Text =>
────────────────────────────────────────

Barb Takes Over Running of CFlight in the UK

Tim Cross 06 September, 2023 

Barb, the UK’s major TV measurement body, has today announced it will take over the running of CFlight, a cross-platform measurement solution, from January next year. The news brings together Barb’s own ‘gold standard’ measurement with CFlight tools, which enable advertisers to measure deduplicated reach and frequency of their campaigns across broadcasters linear channels and streaming services.

The measurement body says CFlight is complementary to the ‘Advanced Campaign Hub’, its own cross-screen service. The Advanced Campaign Hub provides pre-campaign planning analysis across linear channels and BVOD services, including budget optimisation. CFlight on the other hand delivers post-campaign reports. So using the two together, buyers can plan using projections of cross-screen reach and frequency, and then use CFlight to see how the campaign actually performed.

Access to CFlight on the buy-side will remain as it currently is. The top 35 media agencies have direct access to the CFlight portal, and smaller agencies can get access from relationships with sales houses (who can access data on their own channels).

But on the sell-side, Barb says it will look to bring more broadcasters and streamers on board. The measurement body says it wants to expand the number of services included in both CFlight and the Advanced Campaign Hub, and any streaming service with a full Barb license will be able to participate on the same terms as existing participants. This could well include recent sign-ups Netflix and Disney+.

────────────────────────────────────────

Written request 1 =>
Using the article on Barb and CFlight, answer:
(a) From when will Barb run CFlight?
(b) How many media agencies have direct access to the CFlight portal?
(c) What kind of reports does CFlight deliver?
Written request 2 => Carry the article on Barb and CFlight forward from its last sentence, keeping its tone and subject.

Provided data =>

────────────────────────────────────────

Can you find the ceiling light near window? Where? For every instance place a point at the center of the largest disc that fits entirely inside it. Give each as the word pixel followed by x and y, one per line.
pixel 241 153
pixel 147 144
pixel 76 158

────────────────────────────────────────

Task response 1 =>
(a) From January next year.
(b) The top 35.
(c) Post-campaign reports.

Task response 2 =>
“The evolution of CFlight into a joint-industry service, overseen by both buyers and sellers of advertising, is an important moment,” said Justin Sampson, Barb’s chief executive. “Complemented by the Advanced Campaign Hub, Barb’s total campaign audience reporting will not only cover all major BVOD services, but can also be extended to include pure-play streaming services that are committed to being measured and reported by Barb. As ever, Barb will continue to be guided by the joint-industry principles of fair-and-comparable audience measurement.”

Broadcasters rally round CFlight

CFlight, first conceived in the US by NBCUniversal and brought over to the UK by its sister company Sky, first launched in beta in the UK in March last year. Since launch, CFlight has given advertisers basic reach and frequency measures for campaigns run on both linear and broadcaster video on-demand (BVOD) services. But this was very much just the starting point, and CFlight’s goal has been to add new functionality to make it more and more useful to buyers.

CFlight recently added the ability for users to review frequency distributions for campaigns. And another crucial update is due later this year, when buyers will be able to assess performance across 14 widely used target audiences – which has been one of the most frequently requested features buyers have been asking for. Once Barb takes over the running of CFlight, it will develop a joint-industry project team with buy and sell-side representatives to guide the further evolution of the product.

One of CFlight’s major successes has been getting the UK’s major broadcasters involved. Alongside Sky Media, ITV Media and 4 Sales both signed up early on to help develop the product. And Barb taking over further cements CFlight’s status among the UK’s major TV players, since Barb itself is a joint industry committee owned by the UK’s major broadcaster.

With broadcasters rallying around the project, UK advertisers are seeing significant progress around cross-media measurement, with one standard used across the major broadcasters.

But CFlight’s popularity with broadcasters stands in contrast to Origin, another major cross-media measurement project developed by advertiser trade group ISBA. While CFlight aims to give broadcasters a deduplicated view of reach and frequency across TV specifically, Origin wants to work across all media.

For buyers who view all TV and video through one omnichannel lens, Origin’s metrics would likely be more useful (or at the very least, add extra value). But broadcasters, and Barb itself, have seemed lukewarm on the project – likely over fears of their inventory being devalued by Origin’s cross-media metrics. And with CFlight being taken over by TV measurement mainstay Barb, the divide between the two projects may be intensified.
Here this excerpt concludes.